[Object pointing dataset rows]
===============

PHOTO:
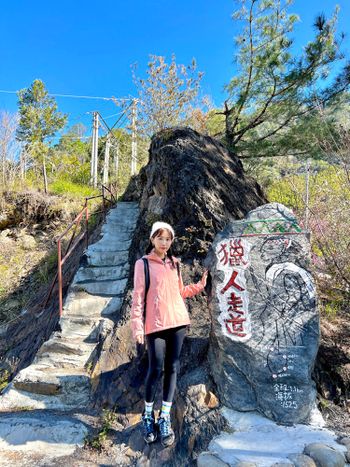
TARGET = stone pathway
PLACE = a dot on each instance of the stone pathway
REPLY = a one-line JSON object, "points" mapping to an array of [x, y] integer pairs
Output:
{"points": [[256, 441], [59, 378]]}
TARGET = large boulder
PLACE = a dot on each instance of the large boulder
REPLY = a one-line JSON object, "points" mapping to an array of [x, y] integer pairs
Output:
{"points": [[265, 322], [195, 184]]}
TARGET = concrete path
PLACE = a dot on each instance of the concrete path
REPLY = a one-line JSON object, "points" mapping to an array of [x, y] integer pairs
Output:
{"points": [[59, 377]]}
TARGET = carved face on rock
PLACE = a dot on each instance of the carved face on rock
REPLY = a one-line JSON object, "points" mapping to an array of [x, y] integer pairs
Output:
{"points": [[274, 248]]}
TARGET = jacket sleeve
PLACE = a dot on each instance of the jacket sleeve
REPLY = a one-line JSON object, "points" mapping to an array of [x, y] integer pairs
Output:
{"points": [[189, 290], [138, 300]]}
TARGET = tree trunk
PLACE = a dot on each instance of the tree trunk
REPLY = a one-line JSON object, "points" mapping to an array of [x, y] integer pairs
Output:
{"points": [[44, 175]]}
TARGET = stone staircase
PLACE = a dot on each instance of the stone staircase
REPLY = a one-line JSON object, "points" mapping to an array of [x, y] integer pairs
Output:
{"points": [[59, 377]]}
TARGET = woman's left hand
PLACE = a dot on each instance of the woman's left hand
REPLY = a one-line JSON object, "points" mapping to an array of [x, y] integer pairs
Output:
{"points": [[204, 277]]}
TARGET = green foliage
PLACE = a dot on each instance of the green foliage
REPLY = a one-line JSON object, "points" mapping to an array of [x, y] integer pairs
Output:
{"points": [[97, 441], [38, 114], [4, 378], [329, 221], [167, 94], [66, 187]]}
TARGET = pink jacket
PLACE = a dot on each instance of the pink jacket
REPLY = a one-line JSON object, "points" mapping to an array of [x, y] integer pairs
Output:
{"points": [[165, 306]]}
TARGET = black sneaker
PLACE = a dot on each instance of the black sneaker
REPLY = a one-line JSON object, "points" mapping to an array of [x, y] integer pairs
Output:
{"points": [[167, 435], [149, 428]]}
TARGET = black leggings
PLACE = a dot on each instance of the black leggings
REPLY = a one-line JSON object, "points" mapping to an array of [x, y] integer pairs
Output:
{"points": [[166, 343]]}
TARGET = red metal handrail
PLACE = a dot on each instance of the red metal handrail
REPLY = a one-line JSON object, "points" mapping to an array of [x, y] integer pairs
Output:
{"points": [[61, 259]]}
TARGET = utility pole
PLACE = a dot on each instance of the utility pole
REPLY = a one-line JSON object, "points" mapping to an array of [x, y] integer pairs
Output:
{"points": [[133, 140], [116, 160], [94, 152], [106, 161]]}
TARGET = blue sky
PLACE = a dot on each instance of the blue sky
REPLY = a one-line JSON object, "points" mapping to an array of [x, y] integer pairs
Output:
{"points": [[86, 48]]}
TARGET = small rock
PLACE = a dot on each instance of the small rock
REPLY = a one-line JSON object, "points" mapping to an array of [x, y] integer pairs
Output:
{"points": [[207, 459], [345, 441], [5, 233], [211, 400], [28, 242], [324, 456], [301, 460], [12, 303]]}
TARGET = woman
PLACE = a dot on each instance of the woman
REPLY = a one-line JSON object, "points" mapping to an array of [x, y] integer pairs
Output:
{"points": [[164, 327]]}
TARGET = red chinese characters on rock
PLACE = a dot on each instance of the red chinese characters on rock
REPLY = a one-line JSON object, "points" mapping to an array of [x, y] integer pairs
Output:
{"points": [[233, 253], [235, 304]]}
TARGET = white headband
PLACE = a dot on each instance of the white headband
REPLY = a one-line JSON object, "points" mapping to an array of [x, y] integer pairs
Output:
{"points": [[161, 225]]}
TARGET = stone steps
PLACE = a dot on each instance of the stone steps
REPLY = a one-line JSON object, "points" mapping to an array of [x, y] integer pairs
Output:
{"points": [[102, 273], [104, 288], [101, 258], [58, 378]]}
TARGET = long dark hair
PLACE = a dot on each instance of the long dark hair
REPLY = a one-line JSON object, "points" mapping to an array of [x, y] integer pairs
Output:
{"points": [[169, 253]]}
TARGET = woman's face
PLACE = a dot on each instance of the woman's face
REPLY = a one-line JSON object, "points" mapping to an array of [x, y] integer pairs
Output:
{"points": [[162, 242]]}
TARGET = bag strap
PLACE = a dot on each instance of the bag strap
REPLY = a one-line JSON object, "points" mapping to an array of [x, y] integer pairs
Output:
{"points": [[146, 269], [147, 280]]}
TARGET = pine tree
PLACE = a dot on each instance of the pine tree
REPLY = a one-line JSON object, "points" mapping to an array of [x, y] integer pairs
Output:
{"points": [[38, 120]]}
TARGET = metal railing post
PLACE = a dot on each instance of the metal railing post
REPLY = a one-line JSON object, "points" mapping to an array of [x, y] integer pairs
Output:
{"points": [[59, 259]]}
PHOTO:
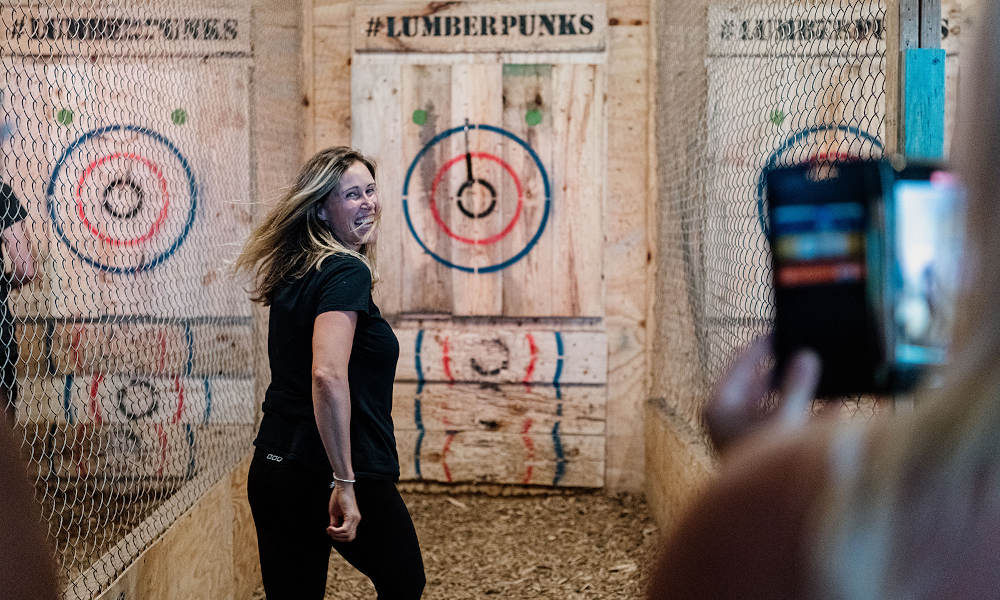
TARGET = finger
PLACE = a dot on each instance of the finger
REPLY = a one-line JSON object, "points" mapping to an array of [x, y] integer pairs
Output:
{"points": [[798, 388], [734, 408], [743, 378], [342, 534]]}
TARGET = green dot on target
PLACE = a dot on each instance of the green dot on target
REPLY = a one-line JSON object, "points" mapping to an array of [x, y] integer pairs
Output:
{"points": [[64, 116]]}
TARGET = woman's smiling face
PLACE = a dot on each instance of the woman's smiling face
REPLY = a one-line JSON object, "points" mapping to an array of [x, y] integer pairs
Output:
{"points": [[352, 208]]}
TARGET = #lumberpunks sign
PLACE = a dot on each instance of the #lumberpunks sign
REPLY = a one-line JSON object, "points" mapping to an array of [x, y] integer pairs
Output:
{"points": [[111, 31], [480, 27]]}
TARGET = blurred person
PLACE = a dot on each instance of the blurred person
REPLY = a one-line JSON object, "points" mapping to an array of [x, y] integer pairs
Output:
{"points": [[325, 466], [27, 569], [15, 246], [901, 507]]}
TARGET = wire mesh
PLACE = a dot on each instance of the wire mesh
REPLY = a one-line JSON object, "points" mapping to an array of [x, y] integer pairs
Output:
{"points": [[745, 85], [129, 370]]}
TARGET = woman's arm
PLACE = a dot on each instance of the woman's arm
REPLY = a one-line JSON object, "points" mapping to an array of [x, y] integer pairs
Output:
{"points": [[333, 336], [15, 242]]}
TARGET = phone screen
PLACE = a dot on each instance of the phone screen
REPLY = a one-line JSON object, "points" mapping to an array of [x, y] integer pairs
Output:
{"points": [[820, 238], [925, 224]]}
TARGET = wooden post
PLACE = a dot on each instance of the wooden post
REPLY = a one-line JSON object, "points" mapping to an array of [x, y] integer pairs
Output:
{"points": [[915, 79]]}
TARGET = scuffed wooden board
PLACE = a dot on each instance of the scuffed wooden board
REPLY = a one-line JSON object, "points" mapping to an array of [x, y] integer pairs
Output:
{"points": [[506, 408], [375, 131], [332, 72], [142, 401], [543, 458], [756, 105], [140, 348], [476, 97], [426, 107], [628, 250], [501, 355], [113, 454], [149, 148], [528, 96], [579, 166]]}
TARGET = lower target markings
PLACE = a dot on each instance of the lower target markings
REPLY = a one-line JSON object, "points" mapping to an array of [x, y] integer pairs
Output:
{"points": [[122, 198], [861, 144], [479, 196]]}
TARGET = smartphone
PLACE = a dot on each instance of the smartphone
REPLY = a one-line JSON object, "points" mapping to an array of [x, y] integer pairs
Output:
{"points": [[866, 260], [924, 217], [823, 221]]}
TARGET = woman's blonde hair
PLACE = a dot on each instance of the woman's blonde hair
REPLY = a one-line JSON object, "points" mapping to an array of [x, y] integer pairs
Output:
{"points": [[919, 518], [293, 239]]}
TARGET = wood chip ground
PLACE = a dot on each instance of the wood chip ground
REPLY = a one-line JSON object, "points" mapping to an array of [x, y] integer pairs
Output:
{"points": [[566, 547]]}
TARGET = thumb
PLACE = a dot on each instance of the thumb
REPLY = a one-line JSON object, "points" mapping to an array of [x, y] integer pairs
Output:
{"points": [[798, 388]]}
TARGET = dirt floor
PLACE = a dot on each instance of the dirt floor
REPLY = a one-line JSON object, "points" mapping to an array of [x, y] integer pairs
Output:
{"points": [[565, 547]]}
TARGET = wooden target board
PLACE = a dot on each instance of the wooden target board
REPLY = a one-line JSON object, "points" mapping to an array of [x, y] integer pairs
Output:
{"points": [[786, 84], [134, 340], [492, 182]]}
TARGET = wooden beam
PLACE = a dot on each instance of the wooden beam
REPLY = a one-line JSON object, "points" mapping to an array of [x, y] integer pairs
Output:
{"points": [[923, 108], [508, 408], [474, 353], [531, 458]]}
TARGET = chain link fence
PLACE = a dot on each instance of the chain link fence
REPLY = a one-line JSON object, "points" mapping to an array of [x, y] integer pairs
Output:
{"points": [[128, 372], [744, 86]]}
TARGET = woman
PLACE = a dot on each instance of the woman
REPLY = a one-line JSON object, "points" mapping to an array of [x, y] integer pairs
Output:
{"points": [[325, 466], [907, 507]]}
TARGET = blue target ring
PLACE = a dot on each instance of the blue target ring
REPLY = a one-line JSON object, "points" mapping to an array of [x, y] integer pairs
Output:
{"points": [[772, 161], [57, 221], [545, 213]]}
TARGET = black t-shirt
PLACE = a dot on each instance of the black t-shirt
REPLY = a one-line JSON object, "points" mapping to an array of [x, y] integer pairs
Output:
{"points": [[289, 429]]}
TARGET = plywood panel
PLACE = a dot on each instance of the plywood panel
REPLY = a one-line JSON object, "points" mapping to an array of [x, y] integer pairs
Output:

===============

- INSTRUCTION -
Begin with the line containing "TARGET = wood chip ground" and repeat each line exactly until the records above end.

- TASK ANSWER -
TARGET = wood chip ground
PLACE = a dot on each instance of the wood chip ground
REPLY = a one-line JSON object, "points" mapping to an array of [x, y] integer pairs
Output:
{"points": [[566, 547]]}
TARGET = thumb
PLACE = a dot on each instance of the thumb
REPLY = a one-line JSON object, "points" mapping to an array of [x, y] integer pairs
Output:
{"points": [[798, 388]]}
TARGET = dirt floor
PLACE = a dot on each instance of the dirt floor
REPLY = a one-line JSON object, "points" mapping to an array of [x, y] integer pairs
Output:
{"points": [[565, 547]]}
TARGET = wooden target board
PLACE = a dot on each instance of the wooden target board
REPLY = a one-line JSON object, "points" mapping to an array of [x, y] integer pairs
Output:
{"points": [[786, 84], [134, 340], [492, 182]]}
TARGET = wooden beam
PLACE = a dot on each instance of the wooden beam
REPLY = a one-line JSON object, "points" mapping to an array of [x, y] integer pairs
Output:
{"points": [[923, 108], [508, 408], [474, 353], [531, 458]]}
TARGET = chain link fence
PLACE = a dot on each instance of the chain link fence
REPLY = a one-line JSON object, "points" mapping to an array of [x, y] integer pairs
Output:
{"points": [[128, 372], [744, 86]]}
TARGET = woman
PLACE = a dot on each instance of the woman
REPLY = a one-line JSON object, "points" mapping to an array of [x, y] integer pairs
Output:
{"points": [[325, 466], [907, 507]]}
TARGET = blue target ring
PLACE = a dot on each instance of the blue target ring
REPLY = a one-line JSON object, "points" mapping to an array of [x, y] integer pairs
Output:
{"points": [[772, 161], [57, 221], [545, 213]]}
TARGET = black t-shirt
PLACE = a dot on each instance of the black t-shirt
REPLY = a one-line JSON object, "points" mapping to an array of [x, y] integer pairs
Output:
{"points": [[289, 429]]}
TARGET = plywood panel
PLACE = a dot on each instance of the plywood panel
REPLY = a one-line JSON object, "points" mapping to an array of [x, y] integer pairs
Output:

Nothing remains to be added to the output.